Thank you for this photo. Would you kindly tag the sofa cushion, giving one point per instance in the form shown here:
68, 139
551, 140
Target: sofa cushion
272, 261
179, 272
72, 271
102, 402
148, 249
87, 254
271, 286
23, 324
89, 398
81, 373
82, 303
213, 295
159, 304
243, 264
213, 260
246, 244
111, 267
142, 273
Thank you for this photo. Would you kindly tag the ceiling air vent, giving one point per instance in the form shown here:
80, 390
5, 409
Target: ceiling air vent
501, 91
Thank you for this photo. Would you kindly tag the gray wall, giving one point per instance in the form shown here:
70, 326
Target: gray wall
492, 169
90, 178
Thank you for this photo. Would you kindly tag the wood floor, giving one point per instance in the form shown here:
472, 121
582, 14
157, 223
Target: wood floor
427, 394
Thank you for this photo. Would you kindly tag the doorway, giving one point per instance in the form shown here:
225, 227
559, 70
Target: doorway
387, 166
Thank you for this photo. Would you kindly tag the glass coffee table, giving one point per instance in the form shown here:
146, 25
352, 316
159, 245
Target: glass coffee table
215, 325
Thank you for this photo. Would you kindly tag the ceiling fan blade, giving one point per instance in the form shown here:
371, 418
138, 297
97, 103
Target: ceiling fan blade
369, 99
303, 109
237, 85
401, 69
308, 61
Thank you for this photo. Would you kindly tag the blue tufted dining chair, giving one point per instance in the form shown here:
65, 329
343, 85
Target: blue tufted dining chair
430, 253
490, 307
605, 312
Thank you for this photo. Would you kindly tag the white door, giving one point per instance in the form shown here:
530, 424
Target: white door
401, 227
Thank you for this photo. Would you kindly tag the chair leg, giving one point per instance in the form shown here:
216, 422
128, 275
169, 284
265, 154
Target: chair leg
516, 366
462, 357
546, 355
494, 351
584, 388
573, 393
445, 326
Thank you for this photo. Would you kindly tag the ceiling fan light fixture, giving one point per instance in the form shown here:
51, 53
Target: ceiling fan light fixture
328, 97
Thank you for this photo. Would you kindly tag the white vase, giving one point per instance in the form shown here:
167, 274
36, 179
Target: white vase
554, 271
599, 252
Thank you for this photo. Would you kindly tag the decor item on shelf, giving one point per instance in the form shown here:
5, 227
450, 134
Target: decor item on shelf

■ Instructions for the task: Repeat the data precisely, reproducing every entry.

■ Response box:
Thank you for this photo. Would you kindly tag the sofa cushion, giving one point per instance in the form shown here:
68, 139
551, 140
Target: sofa cushion
272, 261
179, 272
72, 271
102, 402
148, 249
87, 254
271, 286
23, 324
89, 398
81, 373
82, 303
213, 295
159, 304
243, 264
213, 260
246, 244
111, 267
142, 273
Thank you for this photo. Would you kindly tag the ceiling air vent, giving one point per instance in the form shown here:
80, 390
5, 409
Target: ceiling air vent
501, 91
Thank you for this photo. Would you kindly tag the gray wall, giving one point per instance in the form shown here:
70, 326
Target: gray wall
492, 169
90, 178
Thank you for this photo. Would you kindly tag the wood floor, giving one point per instance in the form shown here:
472, 121
582, 14
157, 223
Target: wood floor
427, 394
Thank you for this photo. Would you kindly tag the doorway, giving one point per instance in the form shown here:
225, 227
559, 70
Target: doorway
387, 166
Thank you for this photo. Would you kindly tag the glass coffee table, giving one point per instance in the form shown here:
146, 25
352, 316
159, 245
Target: glass coffee table
215, 325
Thank you for this photo. Would you kindly tag the ceiling fan blade, giving one point per instance in the form shown here:
371, 418
138, 297
97, 103
Target: ceiling fan blade
369, 99
303, 109
237, 85
401, 69
308, 61
Thank you for this photo. Would you kindly tag the blue tufted dining chair, giving one point per instance in the form shown here:
65, 329
343, 85
Target: blue tufted dining chair
430, 253
490, 307
605, 312
Thank you for this photo. Would you kindly tag the white door, giving one point per instance in the form shown here:
530, 424
Target: white door
401, 227
Thank you for this photo. Would you kindly tag the chair leg, giving one point per instance in the form shown here:
216, 422
128, 275
169, 284
265, 154
Target: chair leg
516, 366
462, 357
546, 355
494, 351
584, 388
573, 393
445, 326
Thank you for this photo. Would you kindly tag the ceiling fan light fixture, giving one point per instance in the form shown here:
51, 53
Target: ceiling fan light fixture
328, 97
Thank you for this photo. Would you kindly tag the white vase, giving one point per instance in the form shown here:
167, 274
36, 179
Target: white vase
554, 271
599, 252
Thank you for this photo. Would you kindly tag the decor item on shelf, giving one point per instance in the form shown here:
5, 227
450, 134
Target: decor item on shelf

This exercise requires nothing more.